*** STUDY MATERIAL
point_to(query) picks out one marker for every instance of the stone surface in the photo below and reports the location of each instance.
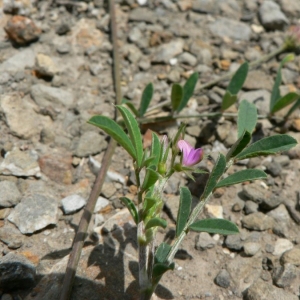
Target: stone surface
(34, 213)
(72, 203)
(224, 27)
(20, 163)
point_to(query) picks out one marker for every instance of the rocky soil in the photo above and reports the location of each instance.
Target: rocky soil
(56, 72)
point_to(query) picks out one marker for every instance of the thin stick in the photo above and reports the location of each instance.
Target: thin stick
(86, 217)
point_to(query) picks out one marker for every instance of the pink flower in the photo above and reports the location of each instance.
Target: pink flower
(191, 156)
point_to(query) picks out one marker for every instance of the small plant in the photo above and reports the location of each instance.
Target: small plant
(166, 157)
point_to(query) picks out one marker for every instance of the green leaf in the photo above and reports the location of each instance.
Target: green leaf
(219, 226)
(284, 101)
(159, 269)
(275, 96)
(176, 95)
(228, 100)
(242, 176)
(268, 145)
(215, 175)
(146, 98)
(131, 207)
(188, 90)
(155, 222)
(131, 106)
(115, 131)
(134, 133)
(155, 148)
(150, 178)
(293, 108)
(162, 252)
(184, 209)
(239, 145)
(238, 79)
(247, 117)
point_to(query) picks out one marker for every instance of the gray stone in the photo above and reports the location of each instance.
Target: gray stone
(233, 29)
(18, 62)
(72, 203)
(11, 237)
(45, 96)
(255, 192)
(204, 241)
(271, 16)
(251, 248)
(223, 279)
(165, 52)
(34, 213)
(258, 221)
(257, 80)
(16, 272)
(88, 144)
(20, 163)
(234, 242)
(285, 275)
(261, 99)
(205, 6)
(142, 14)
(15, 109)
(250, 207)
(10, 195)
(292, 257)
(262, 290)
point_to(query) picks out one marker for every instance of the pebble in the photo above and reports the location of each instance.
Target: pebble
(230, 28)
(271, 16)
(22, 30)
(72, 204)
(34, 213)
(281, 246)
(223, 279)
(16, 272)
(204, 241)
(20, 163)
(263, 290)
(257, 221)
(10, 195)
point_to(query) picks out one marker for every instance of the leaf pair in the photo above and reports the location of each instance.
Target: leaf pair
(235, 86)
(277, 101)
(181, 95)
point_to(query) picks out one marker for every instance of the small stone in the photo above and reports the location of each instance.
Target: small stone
******
WHAT YOU WILL DO - In your copy, include no pictures; print every line above exactly.

TASK ANSWER -
point_to(query) picks out one marker for every instance of the stone surface in the photo below and reports the location of each instance.
Target: stone surface
(34, 213)
(72, 203)
(224, 27)
(20, 163)
point_to(query) picks out one marker for every instance of the rocky soil in the photo above and reports the location of each instance.
Target: rocky soil
(56, 72)
point_to(query) picks out one marker for every instance of the thin stick in the photo above and reports the location of each instance.
Target: thin stick
(86, 217)
point_to(query) picks out one marker for every instance of the pink flower in the photo above and reports the location of each instance.
Target: pink flower
(191, 156)
point_to(query) picks out one marker for every instance of the small plant in the photo above and reports the location of each instance.
Target: small plant
(166, 157)
point_to(query) picks out one marker for every instance of the green leaf in the photo above and reports the location of each instance.
Target: green leaf
(219, 226)
(284, 101)
(159, 269)
(275, 96)
(176, 95)
(228, 100)
(242, 176)
(268, 145)
(215, 175)
(146, 98)
(131, 207)
(188, 90)
(155, 222)
(131, 106)
(115, 131)
(134, 133)
(155, 148)
(150, 178)
(293, 108)
(162, 252)
(184, 209)
(239, 145)
(238, 79)
(247, 117)
point_to(query) picks out one marker for every instance of the gray stone in the photo above and reports the location of each instance.
Target: gray stone
(233, 29)
(18, 62)
(72, 203)
(11, 237)
(45, 96)
(255, 192)
(204, 241)
(271, 16)
(251, 248)
(223, 279)
(165, 52)
(34, 213)
(258, 221)
(257, 80)
(16, 272)
(88, 144)
(20, 163)
(234, 242)
(285, 275)
(261, 99)
(205, 6)
(142, 14)
(15, 109)
(250, 207)
(10, 195)
(292, 257)
(262, 290)
point_to(query) picks out one marker for every instance of the pebble in the photo above and reports the location of each instance.
Target: pebble
(230, 28)
(271, 16)
(22, 30)
(72, 204)
(34, 213)
(281, 246)
(223, 279)
(16, 272)
(204, 241)
(20, 163)
(263, 290)
(257, 221)
(10, 195)
point_to(query) picks out one marker for every instance of the leaf pair in the photo above and reports the location of each instance.
Target: leaf pair
(235, 86)
(277, 101)
(181, 95)
point_to(query) picks out one marker for every instance of the small stone in the photo above and reports the location of each instance.
Target: small stone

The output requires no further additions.